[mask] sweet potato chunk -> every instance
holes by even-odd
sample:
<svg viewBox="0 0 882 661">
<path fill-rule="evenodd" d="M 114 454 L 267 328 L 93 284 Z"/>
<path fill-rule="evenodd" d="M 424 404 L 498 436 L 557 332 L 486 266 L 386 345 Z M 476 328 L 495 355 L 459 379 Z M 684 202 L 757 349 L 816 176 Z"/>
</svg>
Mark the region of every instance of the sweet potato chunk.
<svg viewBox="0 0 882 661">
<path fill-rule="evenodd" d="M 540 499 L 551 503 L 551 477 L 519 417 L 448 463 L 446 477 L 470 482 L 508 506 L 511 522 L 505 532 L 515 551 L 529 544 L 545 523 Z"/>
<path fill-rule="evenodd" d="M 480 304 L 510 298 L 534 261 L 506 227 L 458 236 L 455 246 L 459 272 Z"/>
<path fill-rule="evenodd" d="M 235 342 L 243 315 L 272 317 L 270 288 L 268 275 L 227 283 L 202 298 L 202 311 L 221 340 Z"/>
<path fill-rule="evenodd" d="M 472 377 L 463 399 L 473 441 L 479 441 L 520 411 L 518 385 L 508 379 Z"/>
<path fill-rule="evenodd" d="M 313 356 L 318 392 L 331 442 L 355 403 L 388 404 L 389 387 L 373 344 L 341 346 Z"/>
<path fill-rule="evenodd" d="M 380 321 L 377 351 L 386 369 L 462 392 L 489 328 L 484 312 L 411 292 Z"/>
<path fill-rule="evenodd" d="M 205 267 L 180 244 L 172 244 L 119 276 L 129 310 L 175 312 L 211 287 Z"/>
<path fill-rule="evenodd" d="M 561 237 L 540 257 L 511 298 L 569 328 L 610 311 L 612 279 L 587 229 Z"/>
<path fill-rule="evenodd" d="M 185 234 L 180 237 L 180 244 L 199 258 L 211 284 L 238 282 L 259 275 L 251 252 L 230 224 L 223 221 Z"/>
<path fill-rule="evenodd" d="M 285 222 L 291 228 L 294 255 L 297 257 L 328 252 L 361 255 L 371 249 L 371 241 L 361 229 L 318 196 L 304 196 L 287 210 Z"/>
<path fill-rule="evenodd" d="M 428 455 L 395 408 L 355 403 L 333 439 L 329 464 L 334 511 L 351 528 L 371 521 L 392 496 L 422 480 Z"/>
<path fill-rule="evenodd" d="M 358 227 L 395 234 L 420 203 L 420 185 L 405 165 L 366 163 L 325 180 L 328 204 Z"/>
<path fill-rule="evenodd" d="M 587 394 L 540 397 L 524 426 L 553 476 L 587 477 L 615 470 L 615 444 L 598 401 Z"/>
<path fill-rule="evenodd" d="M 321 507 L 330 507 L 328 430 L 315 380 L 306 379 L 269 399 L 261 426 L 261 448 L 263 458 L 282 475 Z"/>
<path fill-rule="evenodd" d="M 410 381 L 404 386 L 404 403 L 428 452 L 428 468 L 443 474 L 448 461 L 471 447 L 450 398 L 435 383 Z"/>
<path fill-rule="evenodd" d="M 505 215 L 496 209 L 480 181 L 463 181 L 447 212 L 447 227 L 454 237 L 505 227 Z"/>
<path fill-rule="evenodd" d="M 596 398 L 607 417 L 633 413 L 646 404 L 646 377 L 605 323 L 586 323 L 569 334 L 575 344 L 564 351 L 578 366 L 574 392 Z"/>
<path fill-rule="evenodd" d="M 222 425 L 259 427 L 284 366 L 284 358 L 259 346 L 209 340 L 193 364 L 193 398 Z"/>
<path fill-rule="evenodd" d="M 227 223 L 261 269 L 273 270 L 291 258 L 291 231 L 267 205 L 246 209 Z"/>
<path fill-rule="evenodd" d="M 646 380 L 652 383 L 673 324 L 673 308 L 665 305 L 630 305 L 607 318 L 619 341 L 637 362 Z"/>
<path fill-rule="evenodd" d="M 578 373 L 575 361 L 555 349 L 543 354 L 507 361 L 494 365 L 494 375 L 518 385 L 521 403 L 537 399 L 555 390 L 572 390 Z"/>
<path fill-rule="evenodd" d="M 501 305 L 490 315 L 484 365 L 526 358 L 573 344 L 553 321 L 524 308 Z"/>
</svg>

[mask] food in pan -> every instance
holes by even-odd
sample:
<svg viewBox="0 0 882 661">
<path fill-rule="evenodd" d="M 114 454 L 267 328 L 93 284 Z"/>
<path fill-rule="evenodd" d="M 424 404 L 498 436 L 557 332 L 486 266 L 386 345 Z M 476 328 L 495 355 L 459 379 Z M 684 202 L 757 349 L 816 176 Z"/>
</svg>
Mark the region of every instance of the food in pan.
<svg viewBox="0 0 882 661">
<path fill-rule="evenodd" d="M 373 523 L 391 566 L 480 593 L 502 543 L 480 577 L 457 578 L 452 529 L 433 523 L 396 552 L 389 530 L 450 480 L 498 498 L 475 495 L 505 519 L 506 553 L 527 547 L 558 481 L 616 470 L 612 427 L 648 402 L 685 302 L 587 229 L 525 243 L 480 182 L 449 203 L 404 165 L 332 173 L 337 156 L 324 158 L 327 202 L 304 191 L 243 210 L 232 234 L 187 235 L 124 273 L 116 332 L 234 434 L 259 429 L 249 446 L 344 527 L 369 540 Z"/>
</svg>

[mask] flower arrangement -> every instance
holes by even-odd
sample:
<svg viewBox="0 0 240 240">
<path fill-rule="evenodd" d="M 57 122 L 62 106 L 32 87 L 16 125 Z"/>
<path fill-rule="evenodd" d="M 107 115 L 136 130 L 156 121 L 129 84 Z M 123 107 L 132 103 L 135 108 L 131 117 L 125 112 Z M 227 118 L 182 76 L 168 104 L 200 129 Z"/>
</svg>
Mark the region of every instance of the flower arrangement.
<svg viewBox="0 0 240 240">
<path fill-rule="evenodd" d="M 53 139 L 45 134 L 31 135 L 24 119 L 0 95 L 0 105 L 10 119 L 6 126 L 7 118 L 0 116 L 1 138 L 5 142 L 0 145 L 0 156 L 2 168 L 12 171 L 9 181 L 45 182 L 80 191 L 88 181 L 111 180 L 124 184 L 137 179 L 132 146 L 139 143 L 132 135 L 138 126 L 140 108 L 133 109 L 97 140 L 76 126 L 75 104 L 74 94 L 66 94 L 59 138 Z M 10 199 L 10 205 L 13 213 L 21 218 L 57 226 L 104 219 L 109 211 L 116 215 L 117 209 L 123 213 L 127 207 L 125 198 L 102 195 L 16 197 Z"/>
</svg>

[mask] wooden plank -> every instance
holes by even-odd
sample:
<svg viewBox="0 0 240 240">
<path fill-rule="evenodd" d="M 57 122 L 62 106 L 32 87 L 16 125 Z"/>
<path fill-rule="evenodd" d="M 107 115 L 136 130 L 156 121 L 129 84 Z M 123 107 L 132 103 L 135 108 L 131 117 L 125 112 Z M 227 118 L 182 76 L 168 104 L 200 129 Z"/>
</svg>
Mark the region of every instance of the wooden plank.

#### Job:
Format the lines from the one containing "[mask] wooden plank -> every instance" up to and including the last line of the records as a Markdown table with the columns "Row" and "Line", omitting any blank lines.

#### Answer:
| Row | Line |
|---|---|
| 1 | [mask] wooden plank -> every instance |
| 2 | holes by even-odd |
| 3 | sample: |
| 4 | <svg viewBox="0 0 240 240"> |
| 5 | <path fill-rule="evenodd" d="M 57 122 L 62 106 L 32 87 L 16 125 Z"/> |
| 6 | <path fill-rule="evenodd" d="M 107 115 L 136 130 L 156 121 L 129 84 Z M 123 107 L 132 103 L 135 108 L 131 117 L 125 112 Z M 227 118 L 182 76 L 168 104 L 200 129 Z"/> |
| 7 | </svg> |
| 8 | Mark the region of every instance of the wooden plank. |